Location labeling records
□ □ □ □ □

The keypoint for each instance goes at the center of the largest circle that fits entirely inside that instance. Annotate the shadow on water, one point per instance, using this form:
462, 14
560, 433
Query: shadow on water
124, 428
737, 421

□ □ □ □ □

### Exercise instructions
Rewrite the lines with every occurrence of "shadow on water" replaced by "ripple on water", keeping everything else the same.

### Answer
The keypoint for each instance goes at the center of the largest circle that fits entirely inside that instance. Annotate the ripple on water, one point per instance, using this form:
462, 14
560, 433
Query: ripple on water
124, 428
737, 421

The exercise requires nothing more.